*Task details*. Rewrite the stretch of items from the start of the records through the line containing "negative clicks: (221, 92) (170, 123)", switching "positive clicks" to "foreground clicks" and keeping everything else unchanged. Leave the pictures out of your answer.

(Records from a data collection)
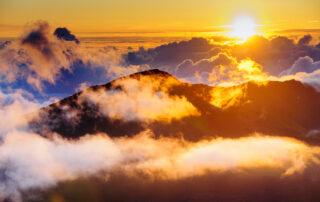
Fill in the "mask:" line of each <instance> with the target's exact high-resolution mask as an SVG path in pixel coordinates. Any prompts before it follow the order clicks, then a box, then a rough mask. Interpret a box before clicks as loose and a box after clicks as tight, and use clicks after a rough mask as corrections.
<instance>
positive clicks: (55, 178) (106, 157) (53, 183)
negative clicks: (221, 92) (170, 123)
mask: <svg viewBox="0 0 320 202" xmlns="http://www.w3.org/2000/svg"><path fill="white" fill-rule="evenodd" d="M150 135H152V134H150V133H149V132H147V131H146V132H143V133H141V134H139V135H137V136H135V137H134V138H126V137H123V138H114V139H111V138H109V137H108V136H107V135H105V134H98V135H95V136H85V137H82V138H80V139H79V140H74V141H70V140H66V139H63V138H61V137H59V136H54V137H53V138H52V139H46V138H44V137H41V136H39V135H37V134H32V133H25V132H24V133H23V132H12V133H9V134H8V135H7V136H5V137H4V138H3V140H2V144H1V146H0V151H1V152H0V162H1V163H0V170H1V181H0V198H1V199H4V198H7V197H9V198H11V199H13V200H15V201H18V200H19V199H21V198H20V197H21V195H20V192H21V191H24V190H30V189H33V190H35V189H46V188H49V187H51V186H54V185H56V184H57V183H58V182H60V181H65V180H72V179H76V178H78V177H81V176H90V175H95V174H99V173H100V172H103V173H105V174H104V175H106V174H111V175H112V172H113V171H115V170H118V171H121V170H123V171H124V172H125V173H126V174H127V175H137V176H139V175H140V176H141V173H144V174H145V175H147V176H150V177H152V178H154V179H171V180H174V179H181V178H187V177H192V176H199V175H200V176H201V175H205V174H207V173H208V172H213V173H214V172H224V171H229V170H233V171H234V172H241V170H248V169H249V170H255V169H259V168H268V169H273V170H275V171H276V172H274V171H273V172H271V174H272V175H274V176H276V177H279V178H280V177H283V176H288V175H293V174H296V173H302V172H304V170H305V169H306V168H308V166H311V165H314V164H315V165H317V164H319V158H318V155H319V154H320V149H319V147H312V146H308V145H305V144H303V143H301V142H299V141H296V140H293V139H290V138H278V137H268V136H254V137H249V138H241V139H213V140H210V141H200V142H197V143H190V142H186V141H183V140H179V139H171V138H160V139H154V138H152V137H151V136H150ZM88 157H89V158H88ZM139 173H140V174H139Z"/></svg>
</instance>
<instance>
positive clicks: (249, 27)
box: [230, 17, 257, 40]
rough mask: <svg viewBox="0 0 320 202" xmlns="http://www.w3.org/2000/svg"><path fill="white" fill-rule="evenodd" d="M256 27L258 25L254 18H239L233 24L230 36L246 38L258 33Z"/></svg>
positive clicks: (234, 21)
mask: <svg viewBox="0 0 320 202" xmlns="http://www.w3.org/2000/svg"><path fill="white" fill-rule="evenodd" d="M256 27H257V25H256V24H255V22H254V20H253V19H251V18H249V17H242V18H238V19H236V20H235V21H234V23H233V24H232V25H231V28H232V31H231V32H230V36H231V37H236V38H241V39H243V40H246V39H247V38H249V37H250V36H253V35H255V34H257V32H256Z"/></svg>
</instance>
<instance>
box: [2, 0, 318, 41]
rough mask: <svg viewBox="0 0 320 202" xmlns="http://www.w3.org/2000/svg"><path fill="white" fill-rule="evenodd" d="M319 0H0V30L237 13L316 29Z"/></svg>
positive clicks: (190, 19) (297, 28)
mask: <svg viewBox="0 0 320 202" xmlns="http://www.w3.org/2000/svg"><path fill="white" fill-rule="evenodd" d="M319 8H320V1H319V0H281V1H279V0H228V1H226V0H198V1H194V0H175V1H172V0H161V1H155V0H135V1H133V0H116V1H115V0H114V1H110V0H108V1H106V0H77V1H75V0H69V1H66V0H45V1H44V0H28V1H26V0H1V1H0V30H1V33H0V35H2V36H4V35H15V33H17V32H18V30H19V32H21V27H22V26H23V25H25V24H27V23H32V22H34V21H37V20H46V21H48V22H49V23H50V24H51V25H53V26H54V27H55V26H66V27H68V28H69V29H71V30H73V31H74V32H128V31H130V32H132V31H138V32H144V31H149V32H153V31H168V32H175V31H215V30H219V29H220V28H219V26H223V25H228V24H231V23H232V22H233V21H234V20H235V19H236V18H237V17H238V16H243V15H245V16H250V17H252V18H253V19H254V20H255V21H256V23H257V24H262V25H264V26H263V29H266V30H271V29H272V30H273V29H319V28H320V12H319Z"/></svg>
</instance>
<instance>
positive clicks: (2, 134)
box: [0, 89, 39, 140]
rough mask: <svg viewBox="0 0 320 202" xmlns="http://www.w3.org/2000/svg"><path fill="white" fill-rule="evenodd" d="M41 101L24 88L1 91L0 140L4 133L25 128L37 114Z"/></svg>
mask: <svg viewBox="0 0 320 202" xmlns="http://www.w3.org/2000/svg"><path fill="white" fill-rule="evenodd" d="M38 106H39V103H37V102H36V101H34V98H33V96H32V95H31V94H30V93H27V92H25V91H23V90H21V89H20V90H15V91H12V92H9V93H4V92H2V91H0V140H1V137H2V136H3V135H5V134H6V133H7V132H9V131H11V130H16V129H19V128H23V127H25V126H26V125H27V123H28V121H29V120H30V119H32V118H33V117H34V116H35V115H36V114H33V115H32V116H29V117H27V116H26V115H27V114H29V113H32V112H35V111H36V110H37V109H38Z"/></svg>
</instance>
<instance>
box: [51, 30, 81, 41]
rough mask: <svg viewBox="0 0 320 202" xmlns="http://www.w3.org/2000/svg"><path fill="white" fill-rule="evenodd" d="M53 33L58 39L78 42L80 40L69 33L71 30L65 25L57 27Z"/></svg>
mask: <svg viewBox="0 0 320 202" xmlns="http://www.w3.org/2000/svg"><path fill="white" fill-rule="evenodd" d="M54 35H56V36H57V37H58V38H59V39H63V40H66V41H74V42H76V43H79V42H80V41H79V40H78V39H77V38H76V37H75V35H73V34H71V32H70V31H69V30H68V29H67V28H65V27H58V28H57V29H56V30H55V31H54Z"/></svg>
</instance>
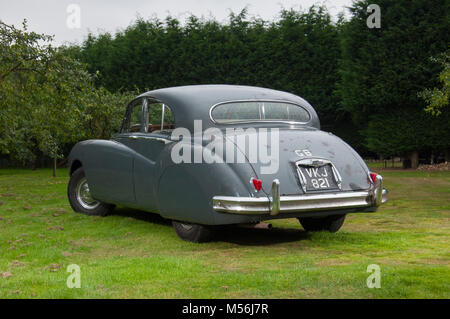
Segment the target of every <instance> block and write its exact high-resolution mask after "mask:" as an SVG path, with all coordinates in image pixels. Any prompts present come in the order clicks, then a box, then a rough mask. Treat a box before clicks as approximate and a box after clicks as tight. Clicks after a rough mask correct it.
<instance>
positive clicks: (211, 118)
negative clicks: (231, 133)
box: [209, 99, 313, 125]
mask: <svg viewBox="0 0 450 319" xmlns="http://www.w3.org/2000/svg"><path fill="white" fill-rule="evenodd" d="M239 102H269V103H287V104H292V105H295V106H298V107H301V108H302V109H304V110H305V111H306V113H308V116H309V120H308V121H306V122H297V121H281V120H280V121H276V120H254V121H235V122H232V123H218V122H216V121H215V120H214V119H213V117H212V111H213V109H214V108H215V107H216V106H219V105H222V104H227V103H239ZM259 112H260V117H261V110H259ZM264 115H265V114H264ZM209 119H210V120H211V121H212V122H213V123H215V124H219V125H227V124H245V123H255V122H256V123H285V124H307V123H309V122H311V120H312V119H313V117H312V115H311V113H310V112H309V111H308V109H306V108H305V107H304V106H302V105H300V104H298V103H295V102H291V101H286V100H264V99H248V100H228V101H223V102H219V103H216V104H214V105H213V106H211V107H210V109H209Z"/></svg>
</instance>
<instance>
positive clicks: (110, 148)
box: [69, 140, 136, 206]
mask: <svg viewBox="0 0 450 319" xmlns="http://www.w3.org/2000/svg"><path fill="white" fill-rule="evenodd" d="M134 157H135V154H134V152H133V151H132V150H131V149H130V148H128V147H126V146H124V145H123V144H120V143H117V142H114V141H108V140H87V141H83V142H80V143H77V144H76V145H75V146H74V148H73V149H72V151H71V153H70V155H69V165H70V164H71V163H72V162H73V161H74V160H79V161H81V163H82V166H83V169H84V172H85V174H86V178H87V180H88V183H89V189H90V191H91V194H92V196H93V197H94V198H95V199H98V200H101V201H103V202H106V203H113V204H123V205H133V206H134V205H135V204H136V200H135V197H134V183H133V173H132V172H133V162H134Z"/></svg>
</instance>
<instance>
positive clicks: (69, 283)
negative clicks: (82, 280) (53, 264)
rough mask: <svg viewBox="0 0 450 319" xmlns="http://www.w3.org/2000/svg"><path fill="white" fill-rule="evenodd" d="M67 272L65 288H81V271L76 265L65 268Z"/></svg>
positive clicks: (77, 266)
mask: <svg viewBox="0 0 450 319" xmlns="http://www.w3.org/2000/svg"><path fill="white" fill-rule="evenodd" d="M67 272H68V273H70V275H69V276H68V277H67V281H66V285H67V288H70V289H72V288H81V269H80V266H78V265H77V264H71V265H69V266H67Z"/></svg>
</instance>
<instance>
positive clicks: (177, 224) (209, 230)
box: [172, 220, 212, 243]
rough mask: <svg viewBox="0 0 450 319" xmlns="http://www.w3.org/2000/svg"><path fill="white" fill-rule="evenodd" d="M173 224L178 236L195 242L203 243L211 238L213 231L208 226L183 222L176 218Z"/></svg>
mask: <svg viewBox="0 0 450 319" xmlns="http://www.w3.org/2000/svg"><path fill="white" fill-rule="evenodd" d="M172 224H173V228H174V229H175V232H176V233H177V235H178V237H180V238H181V239H183V240H186V241H192V242H195V243H203V242H207V241H209V240H211V237H212V231H211V228H210V227H208V226H204V225H198V224H189V223H182V222H177V221H174V220H173V221H172Z"/></svg>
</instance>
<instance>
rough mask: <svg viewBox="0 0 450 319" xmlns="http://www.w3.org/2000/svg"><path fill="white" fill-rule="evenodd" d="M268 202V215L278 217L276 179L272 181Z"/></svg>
mask: <svg viewBox="0 0 450 319" xmlns="http://www.w3.org/2000/svg"><path fill="white" fill-rule="evenodd" d="M270 202H271V203H270V215H278V213H279V212H280V181H279V180H278V179H274V180H273V182H272V197H271V198H270Z"/></svg>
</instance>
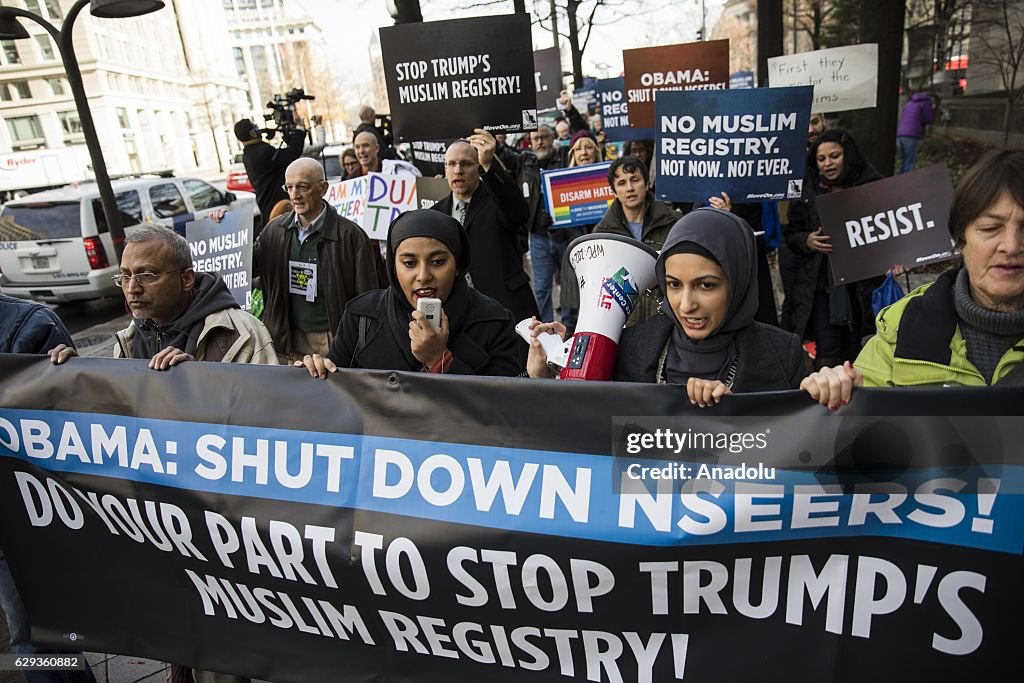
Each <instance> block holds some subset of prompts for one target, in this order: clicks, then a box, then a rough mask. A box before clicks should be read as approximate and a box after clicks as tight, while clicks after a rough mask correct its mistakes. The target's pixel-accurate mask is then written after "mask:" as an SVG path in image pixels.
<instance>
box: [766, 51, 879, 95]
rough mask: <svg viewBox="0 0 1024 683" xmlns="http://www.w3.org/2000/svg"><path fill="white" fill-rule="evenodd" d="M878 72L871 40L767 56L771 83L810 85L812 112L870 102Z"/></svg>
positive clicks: (877, 53)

*Written solution*.
Fill in the "mask:" line of each <instance> with the target's exact high-resolution mask as an SVG path in pixel coordinates. Any prompts before it follow the order clicks, then a box, then a rough mask. Interpret a box before clicks as loose and a box after clicks as tight, and use clicks after a rough mask as corrections.
<instance>
foreground clicks: (55, 178) (106, 157) (53, 183)
negative clicks: (221, 92) (170, 123)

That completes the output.